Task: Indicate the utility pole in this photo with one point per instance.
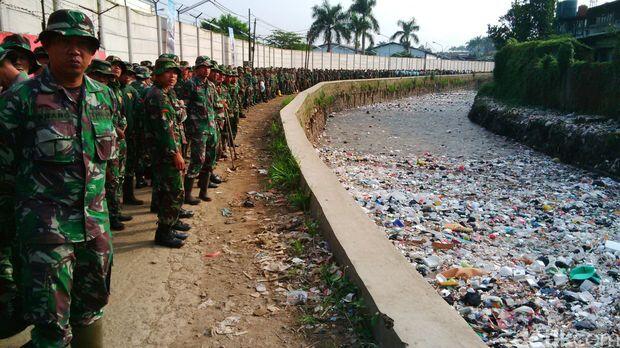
(250, 59)
(129, 32)
(43, 14)
(99, 12)
(254, 43)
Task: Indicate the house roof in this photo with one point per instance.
(403, 47)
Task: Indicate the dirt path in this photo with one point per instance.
(163, 297)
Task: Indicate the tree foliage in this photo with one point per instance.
(287, 40)
(331, 22)
(407, 33)
(363, 8)
(221, 25)
(525, 20)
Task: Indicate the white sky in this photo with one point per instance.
(447, 22)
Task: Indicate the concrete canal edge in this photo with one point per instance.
(411, 312)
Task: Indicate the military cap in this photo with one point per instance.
(203, 61)
(19, 43)
(70, 23)
(143, 72)
(99, 66)
(164, 64)
(114, 60)
(172, 56)
(40, 52)
(3, 53)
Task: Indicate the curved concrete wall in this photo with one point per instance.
(411, 311)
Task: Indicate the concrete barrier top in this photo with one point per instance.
(416, 314)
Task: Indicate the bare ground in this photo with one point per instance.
(177, 298)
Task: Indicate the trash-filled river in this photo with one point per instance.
(525, 248)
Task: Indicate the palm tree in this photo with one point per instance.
(364, 9)
(407, 33)
(359, 27)
(329, 21)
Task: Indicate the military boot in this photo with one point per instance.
(128, 194)
(203, 183)
(189, 185)
(90, 336)
(116, 224)
(181, 226)
(165, 236)
(185, 214)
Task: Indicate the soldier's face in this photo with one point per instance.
(69, 55)
(117, 70)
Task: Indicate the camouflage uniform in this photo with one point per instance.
(59, 148)
(10, 302)
(164, 126)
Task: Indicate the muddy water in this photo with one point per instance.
(433, 123)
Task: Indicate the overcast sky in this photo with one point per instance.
(446, 22)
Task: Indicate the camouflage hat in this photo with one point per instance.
(142, 72)
(20, 44)
(70, 23)
(203, 61)
(3, 53)
(114, 60)
(164, 64)
(172, 56)
(99, 66)
(40, 52)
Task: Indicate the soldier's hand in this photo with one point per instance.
(179, 162)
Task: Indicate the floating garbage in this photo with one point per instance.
(526, 249)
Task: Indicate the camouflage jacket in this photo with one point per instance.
(56, 149)
(163, 120)
(200, 99)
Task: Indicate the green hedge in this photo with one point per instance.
(556, 73)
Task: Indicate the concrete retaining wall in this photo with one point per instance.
(411, 311)
(592, 142)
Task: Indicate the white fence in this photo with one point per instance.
(24, 16)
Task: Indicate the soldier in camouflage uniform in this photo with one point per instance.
(143, 161)
(131, 106)
(200, 122)
(116, 167)
(168, 163)
(56, 136)
(11, 321)
(20, 53)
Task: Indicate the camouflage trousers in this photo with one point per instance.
(168, 193)
(114, 180)
(64, 285)
(10, 300)
(203, 152)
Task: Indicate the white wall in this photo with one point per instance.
(24, 16)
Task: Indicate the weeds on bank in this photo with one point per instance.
(343, 300)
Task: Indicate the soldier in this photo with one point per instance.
(200, 124)
(141, 85)
(57, 135)
(11, 321)
(167, 158)
(116, 167)
(130, 107)
(21, 55)
(42, 58)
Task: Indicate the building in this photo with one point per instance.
(390, 48)
(596, 27)
(336, 48)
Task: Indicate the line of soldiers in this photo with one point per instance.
(78, 135)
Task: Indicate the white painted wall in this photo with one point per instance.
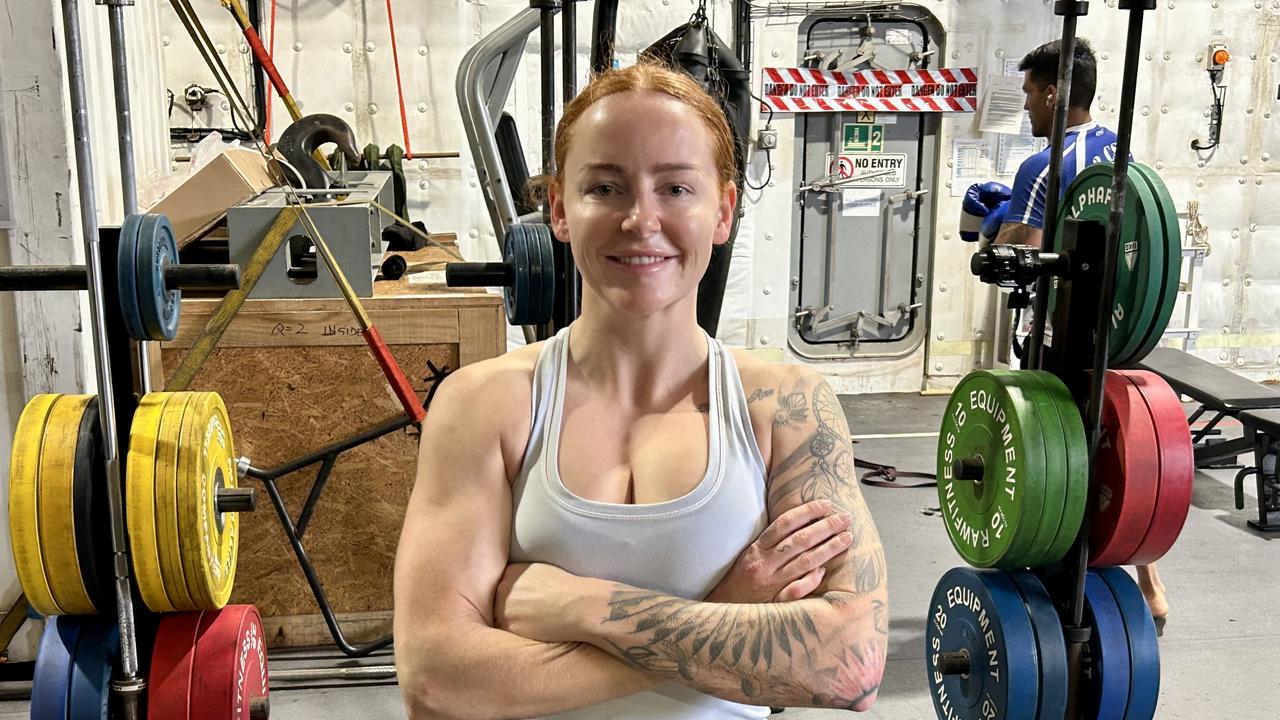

◆ ◆ ◆

WHAT YOU SHOULD DO >> Each word of the data should be repeated exactly, and the pictures left out.

TASK RESPONSE >>
Task: Indicate the utility pole in this photo with one point per instance.
(250, 59)
(129, 32)
(43, 14)
(99, 12)
(254, 43)
Task: Indicate the house roof in this photo with one point per instance.
(403, 47)
Task: Indicate the dirt path in this photo with one point per instance.
(163, 297)
Task: Indicate the tree foliage in this photo with one point per instance.
(287, 40)
(331, 22)
(407, 33)
(363, 8)
(221, 25)
(525, 20)
Task: Indicate the white sky in this photo with one point per instance.
(447, 22)
Task: Indicate the concrete canal edge in this photo with one point per instance.
(411, 312)
Task: Indicate the military cap in this photo with one point per instance.
(203, 61)
(19, 43)
(70, 23)
(143, 72)
(99, 66)
(164, 64)
(114, 60)
(172, 56)
(40, 52)
(3, 53)
Task: Indicate the curved concrete wall in this photo with one point per instance.
(411, 311)
Task: Indicate the concrete barrier top in this photo with one point per instance.
(416, 314)
Task: Indicate the bare ground in this photo with one point per instance.
(177, 298)
Task: Indicate the trash-filled river in this photo with one point per instance.
(525, 248)
Task: Indicate the palm tree in this photo with one point per instance.
(364, 9)
(407, 33)
(359, 27)
(329, 21)
Task: Indicate the military boot in this photo with one point per instance.
(128, 194)
(203, 183)
(189, 185)
(90, 336)
(116, 224)
(181, 226)
(165, 236)
(185, 214)
Task: Indicate the soldier's face in this photo with one point per instance.
(69, 55)
(117, 70)
Task: Indicate the camouflage uniform in this photo with one point per instance.
(59, 148)
(10, 302)
(164, 126)
Task: Indicate the muddy water in this photo with one point per instance.
(433, 123)
Task: Indicate the overcast sky in this photo with one point per instance.
(446, 22)
Task: Indicate the camouflage hat in this photo with one point per instance.
(142, 72)
(20, 44)
(70, 23)
(203, 61)
(3, 53)
(114, 60)
(164, 64)
(172, 56)
(99, 66)
(40, 52)
Task: Indicate the soldier's hand in this photo with one point per instance.
(179, 162)
Task: Indicate the floating garbage in this photo with one point per instance.
(526, 249)
Task: Indicate the camouflage jacket in this photo with one point per instance.
(56, 149)
(163, 120)
(200, 99)
Task: Indicate the green hedge in this photo with one point per instance.
(556, 73)
Task: Indicate the concrete retaining wall in this photo with one point per instance.
(411, 311)
(592, 142)
Task: Indicate the white fence in this photo with one point per instance.
(24, 16)
Task: Indicate the soldier in camouflage uniform in this photo with one point per instance.
(143, 161)
(131, 106)
(200, 122)
(116, 167)
(168, 163)
(56, 136)
(11, 321)
(20, 53)
Task: Indicate the camouflage trousers in this photo with one point per instance.
(168, 193)
(114, 180)
(64, 285)
(10, 300)
(203, 152)
Task: Indicate the white wall in this photo with one point per instance.
(24, 16)
Task: Indicate the weeds on bank in this photo with one point per instance.
(343, 300)
Task: Indicate the soldier in this photo with one point per instance.
(200, 124)
(141, 85)
(57, 135)
(11, 321)
(167, 158)
(116, 167)
(130, 107)
(21, 55)
(42, 58)
Task: Indicate the building in this photo with one point per instance.
(390, 48)
(596, 27)
(336, 48)
Task: Indicate the line of soldiers in this photo with one point per instance.
(78, 135)
Task: Indicate the white painted wall in this photo with one point per instance.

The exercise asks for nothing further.